## Set problem
List each line below that contains the string "wheel". Case counts.

Point annotation dataset records
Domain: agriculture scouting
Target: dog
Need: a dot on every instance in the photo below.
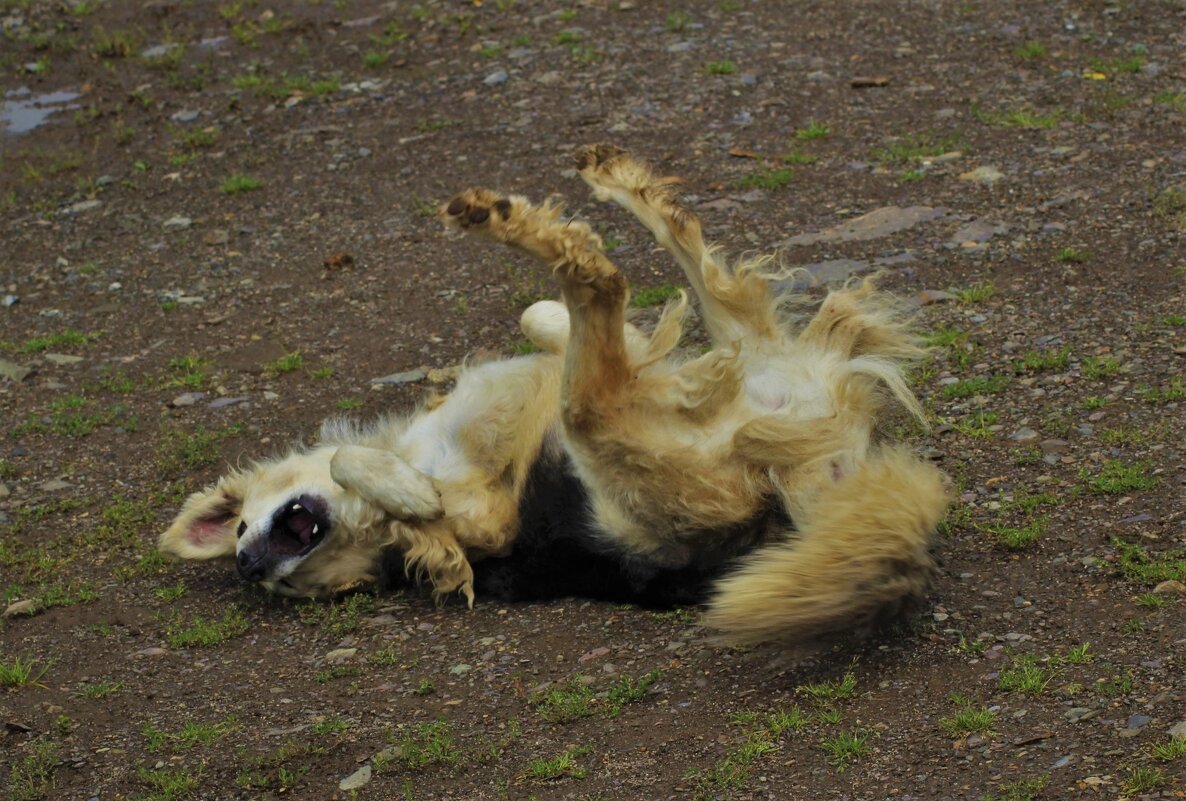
(753, 477)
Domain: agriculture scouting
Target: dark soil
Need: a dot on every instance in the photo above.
(1056, 279)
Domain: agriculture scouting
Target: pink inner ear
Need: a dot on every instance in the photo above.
(208, 532)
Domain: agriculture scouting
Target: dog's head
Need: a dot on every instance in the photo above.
(308, 525)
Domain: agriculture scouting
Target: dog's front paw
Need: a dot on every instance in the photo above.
(473, 209)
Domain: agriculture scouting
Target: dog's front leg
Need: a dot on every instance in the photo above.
(597, 368)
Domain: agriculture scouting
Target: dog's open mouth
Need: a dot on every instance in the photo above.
(299, 526)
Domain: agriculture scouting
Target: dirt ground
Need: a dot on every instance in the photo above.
(222, 231)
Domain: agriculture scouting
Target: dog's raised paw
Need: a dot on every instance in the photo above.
(593, 157)
(472, 208)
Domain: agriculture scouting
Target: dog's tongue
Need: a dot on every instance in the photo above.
(301, 525)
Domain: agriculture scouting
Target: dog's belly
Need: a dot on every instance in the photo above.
(561, 552)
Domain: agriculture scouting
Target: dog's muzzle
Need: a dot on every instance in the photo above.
(298, 527)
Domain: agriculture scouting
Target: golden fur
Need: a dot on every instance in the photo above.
(675, 456)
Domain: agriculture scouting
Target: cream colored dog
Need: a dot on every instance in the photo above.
(750, 476)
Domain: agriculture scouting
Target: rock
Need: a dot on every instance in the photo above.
(444, 374)
(356, 780)
(986, 176)
(186, 399)
(874, 224)
(158, 51)
(25, 606)
(597, 653)
(928, 297)
(152, 652)
(977, 231)
(81, 207)
(14, 372)
(407, 376)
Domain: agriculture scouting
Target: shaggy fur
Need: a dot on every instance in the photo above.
(603, 466)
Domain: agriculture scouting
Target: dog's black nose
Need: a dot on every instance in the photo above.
(253, 569)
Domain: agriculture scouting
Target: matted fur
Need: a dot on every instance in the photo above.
(676, 458)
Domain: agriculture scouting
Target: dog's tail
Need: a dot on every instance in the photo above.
(861, 551)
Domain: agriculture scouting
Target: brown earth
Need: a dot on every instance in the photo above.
(185, 303)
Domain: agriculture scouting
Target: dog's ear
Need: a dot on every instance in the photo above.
(387, 481)
(203, 528)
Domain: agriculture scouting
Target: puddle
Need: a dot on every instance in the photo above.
(21, 110)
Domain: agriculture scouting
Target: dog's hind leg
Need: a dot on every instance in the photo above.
(597, 366)
(737, 304)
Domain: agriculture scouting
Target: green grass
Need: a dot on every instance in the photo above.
(968, 720)
(376, 58)
(977, 292)
(829, 692)
(1044, 361)
(913, 147)
(68, 338)
(169, 784)
(428, 744)
(287, 363)
(1072, 255)
(100, 688)
(1173, 392)
(1117, 478)
(337, 672)
(979, 386)
(1024, 118)
(17, 672)
(561, 767)
(1025, 789)
(202, 633)
(630, 691)
(190, 372)
(1174, 749)
(846, 748)
(338, 617)
(654, 296)
(1024, 675)
(171, 593)
(1136, 564)
(566, 703)
(1143, 779)
(1152, 601)
(31, 777)
(769, 179)
(1019, 538)
(1031, 50)
(813, 131)
(237, 183)
(179, 451)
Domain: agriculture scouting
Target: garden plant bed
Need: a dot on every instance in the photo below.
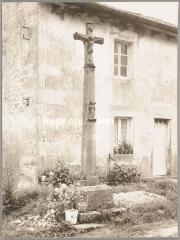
(36, 217)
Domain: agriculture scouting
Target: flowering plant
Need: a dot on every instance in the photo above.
(69, 196)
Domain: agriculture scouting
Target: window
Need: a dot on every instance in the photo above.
(121, 59)
(123, 130)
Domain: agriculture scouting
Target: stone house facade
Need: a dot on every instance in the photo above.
(136, 88)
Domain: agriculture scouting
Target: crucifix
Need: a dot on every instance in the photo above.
(88, 152)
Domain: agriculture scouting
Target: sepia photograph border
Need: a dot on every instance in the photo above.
(178, 120)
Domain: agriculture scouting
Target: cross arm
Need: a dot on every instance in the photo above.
(79, 36)
(98, 40)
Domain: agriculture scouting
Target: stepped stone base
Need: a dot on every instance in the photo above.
(89, 226)
(99, 196)
(89, 217)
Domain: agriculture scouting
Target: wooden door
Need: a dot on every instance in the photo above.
(159, 147)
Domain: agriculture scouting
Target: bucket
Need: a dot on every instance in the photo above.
(71, 215)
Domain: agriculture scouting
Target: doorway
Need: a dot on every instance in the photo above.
(160, 147)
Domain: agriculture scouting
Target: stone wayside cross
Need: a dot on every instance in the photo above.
(88, 153)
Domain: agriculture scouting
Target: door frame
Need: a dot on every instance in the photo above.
(168, 145)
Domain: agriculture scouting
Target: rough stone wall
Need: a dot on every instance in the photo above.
(60, 71)
(20, 148)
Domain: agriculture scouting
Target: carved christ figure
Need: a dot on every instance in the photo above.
(88, 41)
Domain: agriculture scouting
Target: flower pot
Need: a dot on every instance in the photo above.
(82, 207)
(71, 215)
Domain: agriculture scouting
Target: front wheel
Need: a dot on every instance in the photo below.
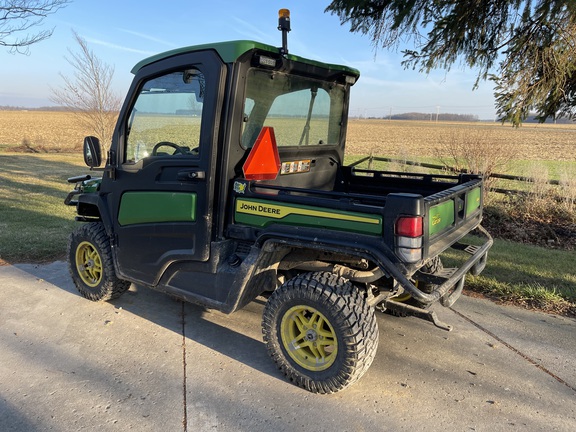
(91, 265)
(320, 331)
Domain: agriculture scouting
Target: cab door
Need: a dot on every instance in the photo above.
(163, 189)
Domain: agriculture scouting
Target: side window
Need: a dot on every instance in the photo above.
(166, 118)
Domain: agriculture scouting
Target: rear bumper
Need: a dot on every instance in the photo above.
(449, 286)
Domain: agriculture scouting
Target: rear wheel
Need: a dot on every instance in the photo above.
(91, 265)
(320, 331)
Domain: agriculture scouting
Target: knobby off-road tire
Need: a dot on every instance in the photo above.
(91, 265)
(320, 331)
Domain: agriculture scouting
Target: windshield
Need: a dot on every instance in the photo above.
(302, 111)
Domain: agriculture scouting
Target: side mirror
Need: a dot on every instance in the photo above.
(92, 152)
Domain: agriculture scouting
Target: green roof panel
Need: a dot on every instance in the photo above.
(232, 50)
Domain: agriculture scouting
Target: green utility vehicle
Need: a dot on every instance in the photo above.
(225, 181)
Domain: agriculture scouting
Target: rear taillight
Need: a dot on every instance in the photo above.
(408, 232)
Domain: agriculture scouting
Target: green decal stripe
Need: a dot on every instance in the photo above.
(152, 207)
(261, 213)
(473, 201)
(441, 216)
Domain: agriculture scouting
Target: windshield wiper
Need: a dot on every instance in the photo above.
(306, 131)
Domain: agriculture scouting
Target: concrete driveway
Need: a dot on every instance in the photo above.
(145, 362)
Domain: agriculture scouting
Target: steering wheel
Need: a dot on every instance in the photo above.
(177, 148)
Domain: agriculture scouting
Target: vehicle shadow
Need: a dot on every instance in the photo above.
(236, 336)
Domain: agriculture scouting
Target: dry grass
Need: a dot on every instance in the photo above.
(58, 131)
(45, 131)
(401, 138)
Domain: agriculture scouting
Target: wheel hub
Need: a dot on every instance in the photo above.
(309, 338)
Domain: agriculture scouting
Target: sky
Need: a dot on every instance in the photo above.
(123, 32)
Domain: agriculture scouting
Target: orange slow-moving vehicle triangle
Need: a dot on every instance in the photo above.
(263, 162)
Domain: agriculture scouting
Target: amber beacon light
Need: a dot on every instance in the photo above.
(284, 27)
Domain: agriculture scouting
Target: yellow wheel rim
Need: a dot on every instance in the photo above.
(89, 264)
(309, 338)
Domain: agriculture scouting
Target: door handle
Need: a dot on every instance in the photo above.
(188, 175)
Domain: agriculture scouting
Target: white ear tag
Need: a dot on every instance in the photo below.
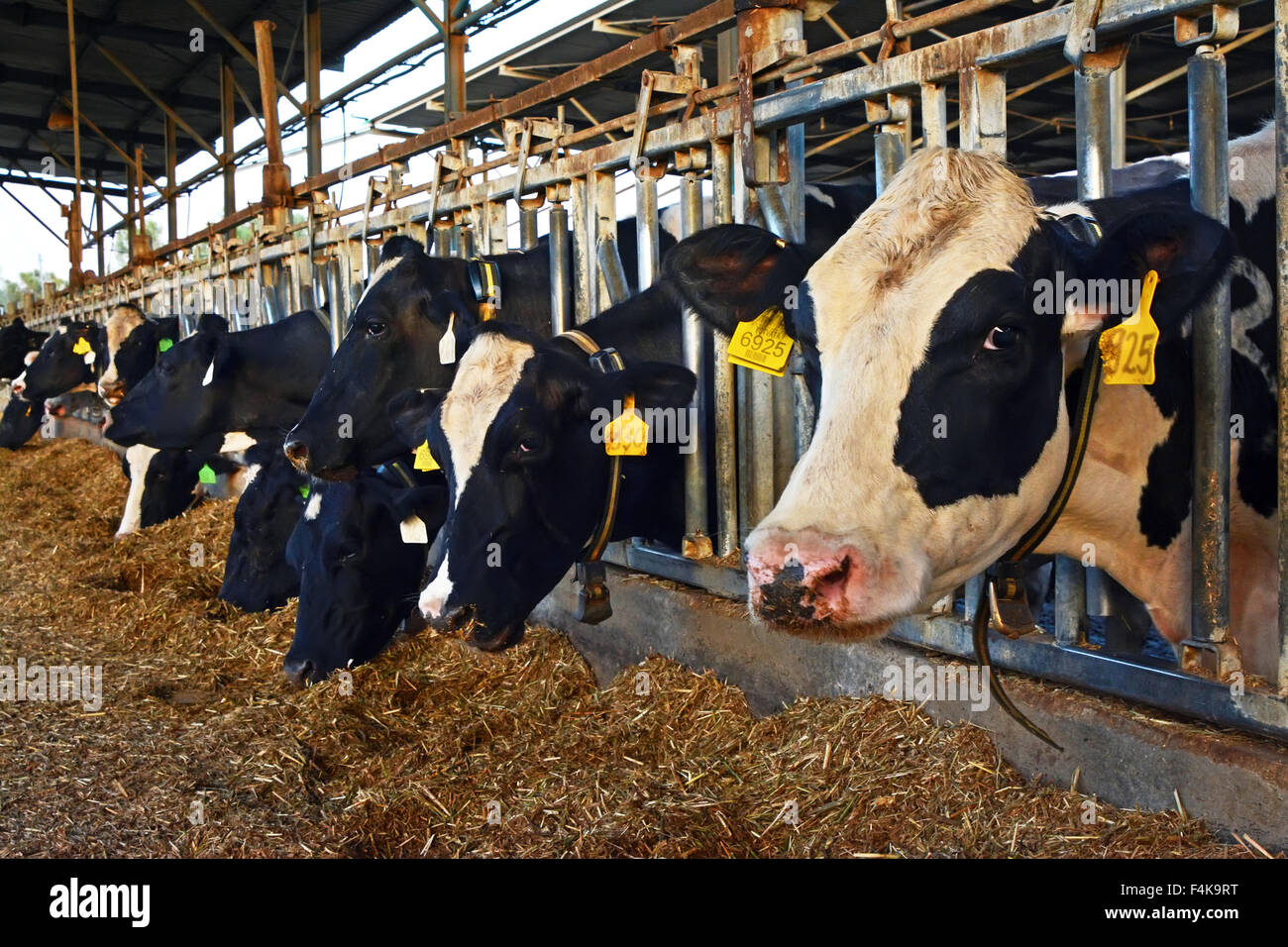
(447, 344)
(413, 530)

## Completed task
Target: front wheel
Target: rear wheel
Target: steering wheel
Target: wheel hub
Target: yellow wheel rim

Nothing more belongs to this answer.